Written problem
Arrange every line of the rows below as a Markdown table with the columns "Line" and "Content", numbering the lines in order. Skip blank lines and leave the pictures out.

(Dataset excerpt)
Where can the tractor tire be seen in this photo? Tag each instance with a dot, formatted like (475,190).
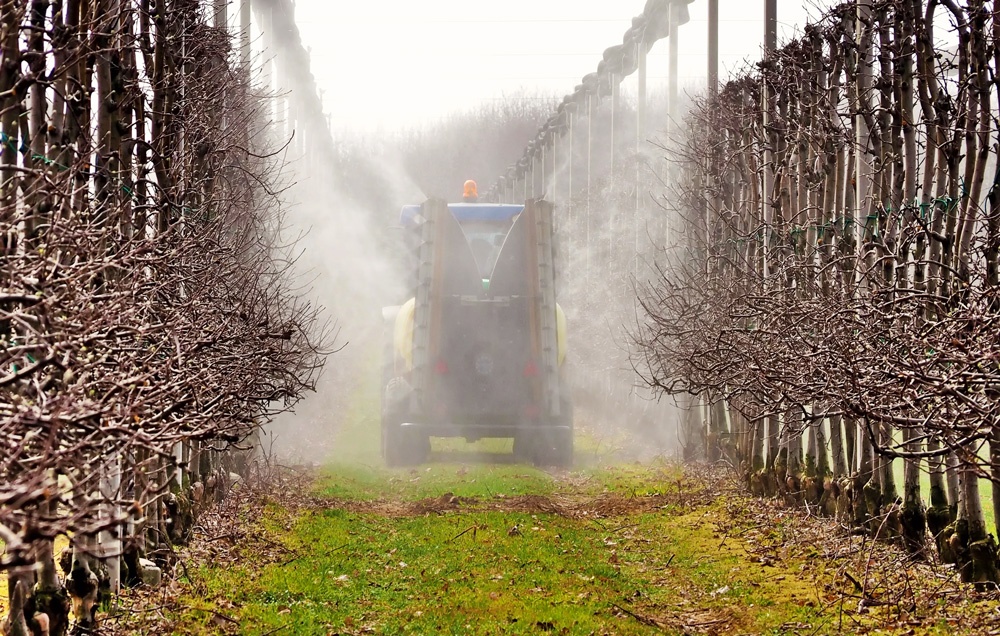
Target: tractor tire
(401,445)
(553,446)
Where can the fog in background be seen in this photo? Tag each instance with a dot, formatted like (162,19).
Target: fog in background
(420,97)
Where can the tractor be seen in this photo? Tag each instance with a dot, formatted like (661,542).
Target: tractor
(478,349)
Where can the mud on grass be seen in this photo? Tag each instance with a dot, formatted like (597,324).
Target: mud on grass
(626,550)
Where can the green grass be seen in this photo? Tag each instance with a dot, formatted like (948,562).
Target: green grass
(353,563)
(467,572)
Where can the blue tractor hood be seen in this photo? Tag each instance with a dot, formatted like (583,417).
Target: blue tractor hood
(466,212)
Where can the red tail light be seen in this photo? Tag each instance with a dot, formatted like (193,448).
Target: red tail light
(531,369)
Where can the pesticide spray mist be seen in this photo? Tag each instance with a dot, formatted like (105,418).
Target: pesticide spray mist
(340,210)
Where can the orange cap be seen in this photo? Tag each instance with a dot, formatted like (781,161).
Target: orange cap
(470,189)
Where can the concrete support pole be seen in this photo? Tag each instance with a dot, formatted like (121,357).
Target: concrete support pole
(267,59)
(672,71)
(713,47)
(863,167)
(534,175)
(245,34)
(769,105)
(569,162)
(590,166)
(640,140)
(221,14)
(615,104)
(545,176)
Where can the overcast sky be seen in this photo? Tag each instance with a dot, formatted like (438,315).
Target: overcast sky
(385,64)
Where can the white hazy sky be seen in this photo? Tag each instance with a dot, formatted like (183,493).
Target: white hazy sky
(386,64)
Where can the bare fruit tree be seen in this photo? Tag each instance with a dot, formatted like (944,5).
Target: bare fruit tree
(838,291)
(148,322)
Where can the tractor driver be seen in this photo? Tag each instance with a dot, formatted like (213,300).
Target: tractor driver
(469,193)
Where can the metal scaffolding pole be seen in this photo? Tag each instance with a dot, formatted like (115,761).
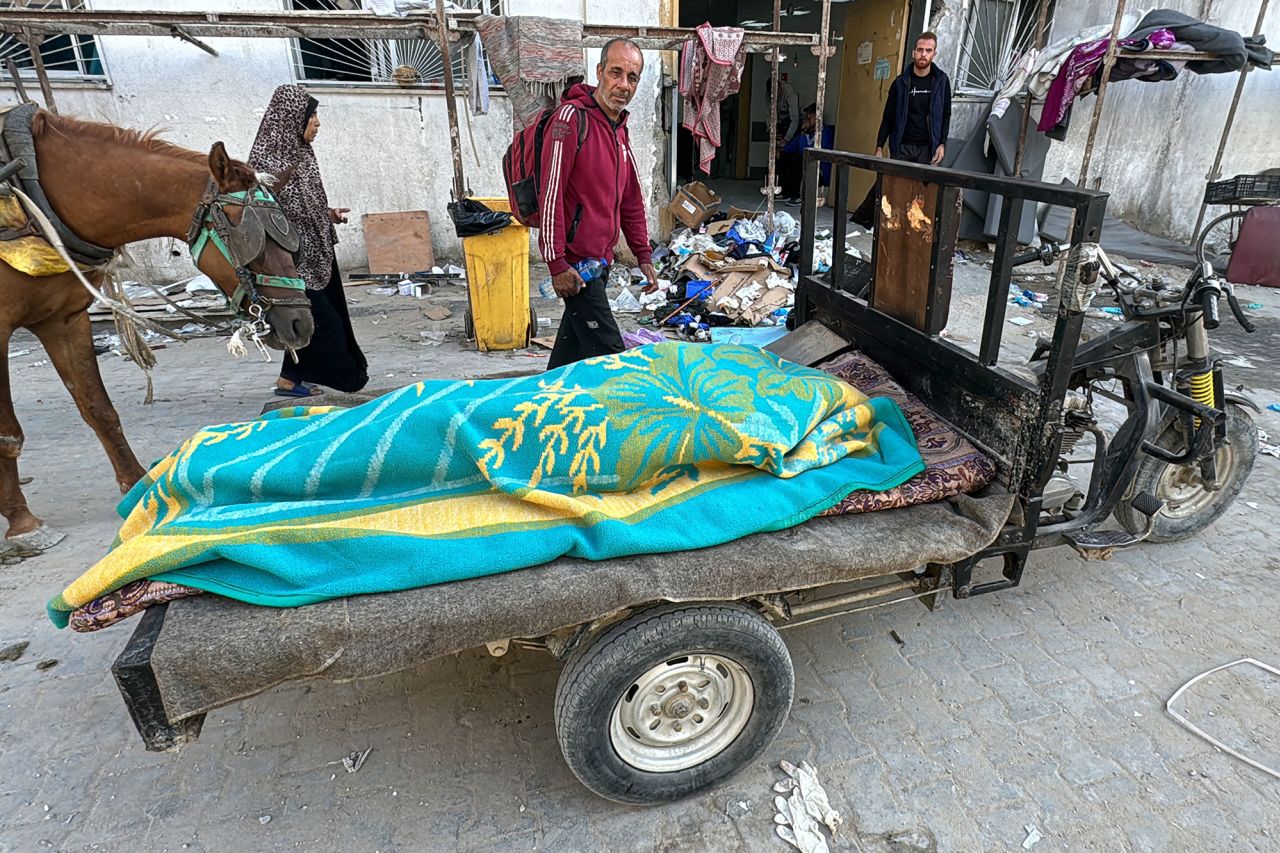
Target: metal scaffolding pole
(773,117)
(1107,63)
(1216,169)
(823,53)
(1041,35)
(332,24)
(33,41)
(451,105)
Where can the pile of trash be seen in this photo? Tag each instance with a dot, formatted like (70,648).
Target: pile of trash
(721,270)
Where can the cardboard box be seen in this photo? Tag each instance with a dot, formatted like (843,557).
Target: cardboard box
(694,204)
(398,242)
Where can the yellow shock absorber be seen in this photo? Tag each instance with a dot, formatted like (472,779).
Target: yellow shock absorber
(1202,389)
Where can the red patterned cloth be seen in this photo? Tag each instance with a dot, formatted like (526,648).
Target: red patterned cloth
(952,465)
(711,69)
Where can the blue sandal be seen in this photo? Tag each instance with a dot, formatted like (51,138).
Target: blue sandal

Exercise solution
| Line | Content |
|---|---|
| 1 | Where can the tractor tire be seen in this photo? Tag each instance with a dot, formatted like (475,190). |
| 2 | Target: tractor tire |
| 3 | (401,445) |
| 4 | (553,446) |
| 5 | Where can the fog in background be seen in this photo? Tag each instance with a dot, formatted like (162,19). |
| 6 | Target: fog in background |
| 7 | (420,97) |
| 8 | Where can the tractor be seen in this photo? Tag each instance with a dot, formatted like (661,542). |
| 9 | Target: tractor |
| 10 | (478,349) |
| 11 | Where can the mud on grass be seen in this photo? Tag each instance with a dot, formatted like (597,324). |
| 12 | Target: mud on grass |
| 13 | (626,550) |
| 14 | Where can the green grass be seen in this photo? Tag each instance with a dot, formatted like (948,562). |
| 15 | Target: green grass |
| 16 | (353,563) |
| 17 | (467,572) |
| 18 | Where can the blue tractor hood be seen in this photo? Tag each instance with a dot, formatted like (583,417). |
| 19 | Target: blue tractor hood |
| 20 | (466,212) |
| 21 | Where can the red tail light be seen in this photo? Tag each instance with a dot, formatted like (193,448). |
| 22 | Target: red tail light |
| 23 | (531,369) |
| 24 | Where can the pesticide spray mist be seen in this photo? Tag each instance with a dot, formatted like (105,418). |
| 25 | Target: pesticide spray mist |
| 26 | (340,210) |
| 27 | Where can the orange cap be seen in this photo? Tag each instance with a dot, formatted like (781,161). |
| 28 | Target: orange cap |
| 29 | (470,189) |
| 30 | Where can the concrete support pole be seen in this photo? Tag each instance with a dot, formatted like (121,357). |
| 31 | Target: concrete support pole |
| 32 | (267,59) |
| 33 | (672,71) |
| 34 | (713,47) |
| 35 | (863,167) |
| 36 | (534,175) |
| 37 | (245,34) |
| 38 | (769,105) |
| 39 | (569,162) |
| 40 | (590,166) |
| 41 | (640,140) |
| 42 | (221,14) |
| 43 | (615,104) |
| 44 | (545,176) |
| 45 | Where can the overcast sky be seen in this photo? Tag each instance with a dot, formatted like (438,315). |
| 46 | Target: overcast sky |
| 47 | (385,64) |
| 48 | Where can the white hazy sky be seen in this photo? Tag each instance with a dot, formatted like (183,493). |
| 49 | Target: white hazy sky |
| 50 | (386,64) |
| 51 | Where can the bare fruit tree be seen in this photo? Tag each instance with a dot, formatted like (944,5). |
| 52 | Target: bare fruit tree |
| 53 | (838,291) |
| 54 | (148,322) |
| 55 | Where can the tractor driver be seen in this photo? Tag each instance with a dot, formatted like (213,300). |
| 56 | Target: tractor driver |
| 57 | (469,193) |
| 58 | Where can the metal scaffolding pole be seen in this photo? Tag each instance with a dot, formatted like (115,761). |
| 59 | Target: metal scaffolding pole |
| 60 | (773,117) |
| 61 | (1107,63) |
| 62 | (1216,169) |
| 63 | (823,53) |
| 64 | (1041,35) |
| 65 | (332,24) |
| 66 | (33,41) |
| 67 | (451,105) |
| 68 | Where can the pile of trash be seen in this photo? Tag each instance with a dot, formatted like (70,648). |
| 69 | Target: pile of trash |
| 70 | (721,270) |
| 71 | Where can the cardboard box be seen in this photo? Tag each instance with a dot, formatted like (843,557). |
| 72 | Target: cardboard box |
| 73 | (694,204) |
| 74 | (398,242) |
| 75 | Where can the yellow shock absorber be seen in this photo? Tag each instance with a dot, formatted like (472,779). |
| 76 | Target: yellow shock absorber |
| 77 | (1202,389) |
| 78 | Where can the red patterned cloth be seen in this photo? Tag each instance with a dot, formatted like (526,648). |
| 79 | Target: red patterned cloth |
| 80 | (952,465) |
| 81 | (711,69) |
| 82 | Where can the blue sandal be seen in this photo? Tag each instance with a dot, formatted like (51,138). |
| 83 | Target: blue sandal |